> [THE TASK] Copy the listing lines below from the line with "Find the dry" up to and including the line with "<point>412,433</point>", switching "dry grass" to "brown grass" and leaving everything else unchanged.

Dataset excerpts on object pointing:
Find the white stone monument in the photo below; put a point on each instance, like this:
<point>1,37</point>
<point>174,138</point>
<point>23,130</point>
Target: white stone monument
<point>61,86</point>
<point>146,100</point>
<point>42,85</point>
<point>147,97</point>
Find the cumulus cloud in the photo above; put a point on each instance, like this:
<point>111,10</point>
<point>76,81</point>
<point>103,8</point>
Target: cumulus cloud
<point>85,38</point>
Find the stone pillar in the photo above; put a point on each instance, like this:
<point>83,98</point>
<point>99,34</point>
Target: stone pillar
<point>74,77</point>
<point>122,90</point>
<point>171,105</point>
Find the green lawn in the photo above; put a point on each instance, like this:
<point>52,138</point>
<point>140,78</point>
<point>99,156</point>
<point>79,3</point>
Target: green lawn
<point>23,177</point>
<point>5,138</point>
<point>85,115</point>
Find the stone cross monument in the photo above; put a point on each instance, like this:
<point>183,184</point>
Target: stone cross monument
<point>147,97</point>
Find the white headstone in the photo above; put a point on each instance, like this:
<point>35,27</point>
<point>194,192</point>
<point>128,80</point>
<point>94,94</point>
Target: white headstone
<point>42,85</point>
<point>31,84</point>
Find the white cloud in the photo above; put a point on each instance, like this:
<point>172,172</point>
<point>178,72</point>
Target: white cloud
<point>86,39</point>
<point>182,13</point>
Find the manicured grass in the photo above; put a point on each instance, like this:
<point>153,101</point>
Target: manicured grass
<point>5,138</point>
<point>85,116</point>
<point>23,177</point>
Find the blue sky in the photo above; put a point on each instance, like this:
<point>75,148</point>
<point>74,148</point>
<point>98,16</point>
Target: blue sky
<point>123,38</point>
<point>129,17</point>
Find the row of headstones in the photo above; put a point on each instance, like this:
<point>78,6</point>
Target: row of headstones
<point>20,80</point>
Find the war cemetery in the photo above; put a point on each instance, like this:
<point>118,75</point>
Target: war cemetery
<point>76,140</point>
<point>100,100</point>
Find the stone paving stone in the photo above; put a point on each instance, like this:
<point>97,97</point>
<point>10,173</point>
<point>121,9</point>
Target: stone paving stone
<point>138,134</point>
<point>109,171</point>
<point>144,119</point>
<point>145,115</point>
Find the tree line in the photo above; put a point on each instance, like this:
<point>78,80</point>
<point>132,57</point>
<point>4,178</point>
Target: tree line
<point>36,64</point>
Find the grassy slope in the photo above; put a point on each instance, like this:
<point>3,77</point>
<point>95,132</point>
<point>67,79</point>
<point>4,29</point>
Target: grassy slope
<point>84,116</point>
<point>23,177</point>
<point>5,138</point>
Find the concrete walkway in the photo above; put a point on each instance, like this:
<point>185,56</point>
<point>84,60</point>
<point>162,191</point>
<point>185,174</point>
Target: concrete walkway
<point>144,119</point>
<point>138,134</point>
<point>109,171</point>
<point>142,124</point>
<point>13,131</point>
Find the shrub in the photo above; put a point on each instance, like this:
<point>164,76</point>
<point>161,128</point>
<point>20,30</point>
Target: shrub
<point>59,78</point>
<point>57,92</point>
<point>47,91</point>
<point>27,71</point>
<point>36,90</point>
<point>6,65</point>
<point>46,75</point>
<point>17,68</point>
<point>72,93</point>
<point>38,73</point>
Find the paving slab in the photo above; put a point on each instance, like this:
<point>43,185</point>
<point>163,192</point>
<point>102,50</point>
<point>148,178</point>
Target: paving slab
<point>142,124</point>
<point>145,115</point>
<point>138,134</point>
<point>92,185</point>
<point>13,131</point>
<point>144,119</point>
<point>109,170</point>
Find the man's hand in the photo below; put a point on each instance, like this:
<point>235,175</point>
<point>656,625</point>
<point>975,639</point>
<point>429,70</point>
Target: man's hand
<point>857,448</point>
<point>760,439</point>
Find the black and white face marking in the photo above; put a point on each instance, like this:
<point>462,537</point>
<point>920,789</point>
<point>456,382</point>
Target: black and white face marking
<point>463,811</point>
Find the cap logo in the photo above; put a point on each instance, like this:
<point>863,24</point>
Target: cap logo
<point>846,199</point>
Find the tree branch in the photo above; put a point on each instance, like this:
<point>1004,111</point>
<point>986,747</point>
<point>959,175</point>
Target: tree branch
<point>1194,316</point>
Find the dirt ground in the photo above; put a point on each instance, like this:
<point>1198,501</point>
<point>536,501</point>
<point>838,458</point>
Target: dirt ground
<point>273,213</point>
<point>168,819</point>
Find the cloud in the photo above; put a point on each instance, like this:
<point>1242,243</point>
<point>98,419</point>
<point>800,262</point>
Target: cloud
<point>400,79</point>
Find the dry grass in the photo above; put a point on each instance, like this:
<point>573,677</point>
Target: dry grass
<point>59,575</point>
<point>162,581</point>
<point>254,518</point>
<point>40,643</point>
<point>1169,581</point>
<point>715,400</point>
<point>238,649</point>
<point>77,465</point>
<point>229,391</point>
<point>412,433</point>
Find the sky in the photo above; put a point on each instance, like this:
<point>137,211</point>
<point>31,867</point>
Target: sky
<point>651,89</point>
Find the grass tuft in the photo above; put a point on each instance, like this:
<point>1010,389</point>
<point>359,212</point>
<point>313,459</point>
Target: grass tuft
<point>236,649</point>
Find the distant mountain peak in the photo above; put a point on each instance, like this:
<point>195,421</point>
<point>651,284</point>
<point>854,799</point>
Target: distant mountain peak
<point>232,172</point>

> [CORRECT OUTPUT]
Find the brown grass in the photo above; put a point on each instance, like this:
<point>573,677</point>
Target: brown grass
<point>59,575</point>
<point>162,581</point>
<point>254,518</point>
<point>40,643</point>
<point>1169,581</point>
<point>715,400</point>
<point>238,649</point>
<point>77,465</point>
<point>229,391</point>
<point>412,433</point>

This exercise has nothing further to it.